_Task item_. Translate this sentence from the text on sociological programming and multi-agent systems into Spanish: "For almost ten months now (an eternity in this genAI thing) - software engineers everywhere have been spinning up “multi-agent systems” to solve really complex problems."

Quick note: we might not have seen sociological programming yet because it doesn’t work for some reason. That would be huge, and very interesting. LLMs encode psychological dynamics but not sociological ones? Why? That would be another good reason to publish failed prompts. But it’s also possible that they do work, but we haven’t tried them (in a research way). That’s because they’re just not as intuitive, or attractive. Humans have a much harder time understanding sociological forces, or believing they’re real when they do. We prize free will, and understand ourselves as contained beings: we don’t like the idea that our situation exerts more control over our intentions and actions than we do. Either way, we’ve got to look into this.

Another reason we need to look into sociological programming is we’re on the brink of introducing tools to the public that rely on multiple LLM agents interacting with each other. For almost ten months now (an eternity in this genAI thing) - software engineers everywhere have been spinning up “multi-agent systems” to solve really complex problems. Think of a system that helps you spin up a small, “just add GPT” organization - complete with different roles and responsibilities - and you’ve got the picture. These have names like AutoGen, MetaGPT, Langroid, and AgentVerse, and they’re amongst the most popular shared software projects on the planet. We just haven’t seen them commercially launched yet.

_Material provided_.
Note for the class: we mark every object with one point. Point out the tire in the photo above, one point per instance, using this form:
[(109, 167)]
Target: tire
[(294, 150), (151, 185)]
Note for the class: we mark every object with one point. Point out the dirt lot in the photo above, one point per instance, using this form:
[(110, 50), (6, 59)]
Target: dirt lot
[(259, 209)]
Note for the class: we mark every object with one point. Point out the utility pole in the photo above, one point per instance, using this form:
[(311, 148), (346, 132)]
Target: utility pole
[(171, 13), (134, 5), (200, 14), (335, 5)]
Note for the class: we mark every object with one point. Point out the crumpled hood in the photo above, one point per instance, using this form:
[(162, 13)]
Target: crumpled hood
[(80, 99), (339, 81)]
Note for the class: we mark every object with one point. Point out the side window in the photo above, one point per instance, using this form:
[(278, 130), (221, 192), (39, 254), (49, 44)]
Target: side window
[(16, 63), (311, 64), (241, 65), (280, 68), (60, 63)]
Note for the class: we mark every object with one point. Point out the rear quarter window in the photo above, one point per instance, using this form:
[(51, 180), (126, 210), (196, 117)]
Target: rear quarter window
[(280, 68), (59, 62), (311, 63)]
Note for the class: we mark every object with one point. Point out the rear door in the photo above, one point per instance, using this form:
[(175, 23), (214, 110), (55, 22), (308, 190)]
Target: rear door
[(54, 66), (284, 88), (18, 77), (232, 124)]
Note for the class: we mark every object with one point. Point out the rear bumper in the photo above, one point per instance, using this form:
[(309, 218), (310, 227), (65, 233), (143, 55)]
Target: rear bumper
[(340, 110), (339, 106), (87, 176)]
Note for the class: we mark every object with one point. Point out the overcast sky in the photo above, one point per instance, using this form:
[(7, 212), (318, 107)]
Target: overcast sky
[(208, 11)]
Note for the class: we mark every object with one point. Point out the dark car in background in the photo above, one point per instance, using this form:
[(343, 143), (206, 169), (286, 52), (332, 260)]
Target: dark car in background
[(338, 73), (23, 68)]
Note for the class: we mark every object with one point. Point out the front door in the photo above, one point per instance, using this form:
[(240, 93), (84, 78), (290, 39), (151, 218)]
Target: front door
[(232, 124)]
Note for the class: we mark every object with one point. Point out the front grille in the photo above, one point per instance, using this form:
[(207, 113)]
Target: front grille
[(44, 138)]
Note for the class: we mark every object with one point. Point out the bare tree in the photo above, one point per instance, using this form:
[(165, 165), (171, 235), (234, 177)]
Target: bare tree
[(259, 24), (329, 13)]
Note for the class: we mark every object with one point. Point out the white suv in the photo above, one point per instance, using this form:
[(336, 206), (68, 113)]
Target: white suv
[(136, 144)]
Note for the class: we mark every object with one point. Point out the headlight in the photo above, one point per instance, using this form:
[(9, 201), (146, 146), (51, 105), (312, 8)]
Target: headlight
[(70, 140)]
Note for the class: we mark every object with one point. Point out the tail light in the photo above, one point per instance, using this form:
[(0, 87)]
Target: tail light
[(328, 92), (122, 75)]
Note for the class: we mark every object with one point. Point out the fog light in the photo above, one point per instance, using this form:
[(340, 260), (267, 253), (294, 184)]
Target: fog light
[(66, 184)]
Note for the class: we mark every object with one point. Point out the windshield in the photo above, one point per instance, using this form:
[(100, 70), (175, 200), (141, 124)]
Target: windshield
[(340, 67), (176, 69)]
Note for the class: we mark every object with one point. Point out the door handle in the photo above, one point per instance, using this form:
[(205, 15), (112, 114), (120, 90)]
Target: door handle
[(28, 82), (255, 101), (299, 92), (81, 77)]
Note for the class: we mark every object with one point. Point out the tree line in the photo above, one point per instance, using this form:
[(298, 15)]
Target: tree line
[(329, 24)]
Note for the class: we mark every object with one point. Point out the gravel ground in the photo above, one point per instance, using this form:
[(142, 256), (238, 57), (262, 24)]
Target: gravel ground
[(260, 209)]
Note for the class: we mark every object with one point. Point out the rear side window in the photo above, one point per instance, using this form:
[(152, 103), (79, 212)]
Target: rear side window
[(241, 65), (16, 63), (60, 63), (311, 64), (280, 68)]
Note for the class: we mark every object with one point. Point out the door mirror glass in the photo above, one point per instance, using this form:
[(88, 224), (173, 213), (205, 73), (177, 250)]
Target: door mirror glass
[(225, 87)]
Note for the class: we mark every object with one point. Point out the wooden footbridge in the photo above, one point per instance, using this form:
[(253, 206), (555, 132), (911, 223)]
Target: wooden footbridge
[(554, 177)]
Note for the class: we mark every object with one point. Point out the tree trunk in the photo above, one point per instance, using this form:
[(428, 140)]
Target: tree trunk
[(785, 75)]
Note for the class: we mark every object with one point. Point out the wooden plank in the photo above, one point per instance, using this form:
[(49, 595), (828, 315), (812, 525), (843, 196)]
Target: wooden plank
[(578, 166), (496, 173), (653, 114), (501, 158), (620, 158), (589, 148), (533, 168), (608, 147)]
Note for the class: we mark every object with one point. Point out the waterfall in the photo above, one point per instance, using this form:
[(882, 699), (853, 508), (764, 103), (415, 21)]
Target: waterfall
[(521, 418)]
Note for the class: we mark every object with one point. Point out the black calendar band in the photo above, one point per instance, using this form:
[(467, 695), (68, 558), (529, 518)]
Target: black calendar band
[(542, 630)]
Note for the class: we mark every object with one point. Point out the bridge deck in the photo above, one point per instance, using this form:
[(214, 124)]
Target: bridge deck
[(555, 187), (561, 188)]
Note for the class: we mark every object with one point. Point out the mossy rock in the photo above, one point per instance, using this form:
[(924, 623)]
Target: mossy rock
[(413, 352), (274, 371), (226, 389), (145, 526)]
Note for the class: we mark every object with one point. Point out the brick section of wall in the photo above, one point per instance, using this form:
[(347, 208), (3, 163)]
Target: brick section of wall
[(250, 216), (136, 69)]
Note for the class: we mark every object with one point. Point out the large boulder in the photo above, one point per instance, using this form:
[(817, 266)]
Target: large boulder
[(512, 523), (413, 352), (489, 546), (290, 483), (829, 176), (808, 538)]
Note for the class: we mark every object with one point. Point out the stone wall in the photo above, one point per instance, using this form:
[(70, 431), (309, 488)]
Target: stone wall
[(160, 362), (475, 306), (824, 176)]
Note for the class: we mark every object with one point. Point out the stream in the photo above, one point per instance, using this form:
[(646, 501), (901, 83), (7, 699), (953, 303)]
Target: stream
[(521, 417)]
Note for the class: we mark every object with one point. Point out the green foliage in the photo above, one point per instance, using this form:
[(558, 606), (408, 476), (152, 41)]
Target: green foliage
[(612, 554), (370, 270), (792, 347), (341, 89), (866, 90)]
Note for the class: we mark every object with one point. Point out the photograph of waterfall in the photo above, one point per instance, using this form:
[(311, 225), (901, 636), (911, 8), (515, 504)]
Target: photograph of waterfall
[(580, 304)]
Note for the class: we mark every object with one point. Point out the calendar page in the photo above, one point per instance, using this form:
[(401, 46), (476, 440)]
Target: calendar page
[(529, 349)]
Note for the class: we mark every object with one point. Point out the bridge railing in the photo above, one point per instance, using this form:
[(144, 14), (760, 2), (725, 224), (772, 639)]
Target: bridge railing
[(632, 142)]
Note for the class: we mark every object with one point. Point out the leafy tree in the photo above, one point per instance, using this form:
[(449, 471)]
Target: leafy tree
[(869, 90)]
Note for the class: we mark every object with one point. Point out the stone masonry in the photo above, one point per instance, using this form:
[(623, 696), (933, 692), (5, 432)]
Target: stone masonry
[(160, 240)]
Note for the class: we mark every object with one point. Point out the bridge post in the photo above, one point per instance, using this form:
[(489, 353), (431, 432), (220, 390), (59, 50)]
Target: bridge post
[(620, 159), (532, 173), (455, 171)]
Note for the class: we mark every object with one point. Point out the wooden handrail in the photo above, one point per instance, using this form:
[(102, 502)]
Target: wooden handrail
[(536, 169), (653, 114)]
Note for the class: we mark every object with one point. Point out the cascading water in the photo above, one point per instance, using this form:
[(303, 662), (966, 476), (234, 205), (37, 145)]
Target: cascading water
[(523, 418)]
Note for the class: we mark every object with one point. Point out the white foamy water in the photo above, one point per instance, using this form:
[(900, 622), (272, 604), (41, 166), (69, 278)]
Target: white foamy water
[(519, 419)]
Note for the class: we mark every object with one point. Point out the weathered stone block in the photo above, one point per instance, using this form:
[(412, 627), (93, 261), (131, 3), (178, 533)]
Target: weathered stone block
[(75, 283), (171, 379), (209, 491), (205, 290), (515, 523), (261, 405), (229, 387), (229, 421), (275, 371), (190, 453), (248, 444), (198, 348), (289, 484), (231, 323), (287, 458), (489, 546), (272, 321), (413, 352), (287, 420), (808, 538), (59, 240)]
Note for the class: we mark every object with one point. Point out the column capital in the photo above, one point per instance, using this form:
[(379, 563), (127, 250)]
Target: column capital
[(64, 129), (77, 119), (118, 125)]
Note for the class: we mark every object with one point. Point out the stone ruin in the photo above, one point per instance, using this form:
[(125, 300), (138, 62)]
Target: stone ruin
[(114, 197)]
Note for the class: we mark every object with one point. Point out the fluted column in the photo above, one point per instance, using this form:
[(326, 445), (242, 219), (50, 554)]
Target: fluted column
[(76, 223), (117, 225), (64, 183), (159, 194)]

_Result for this task_. Desde hace casi diez meses (una eternidad en esto de la IA generativa), ingenieros de software de todas partes han estado creando «sistemas multiagente» para resolver problemas realmente complejos.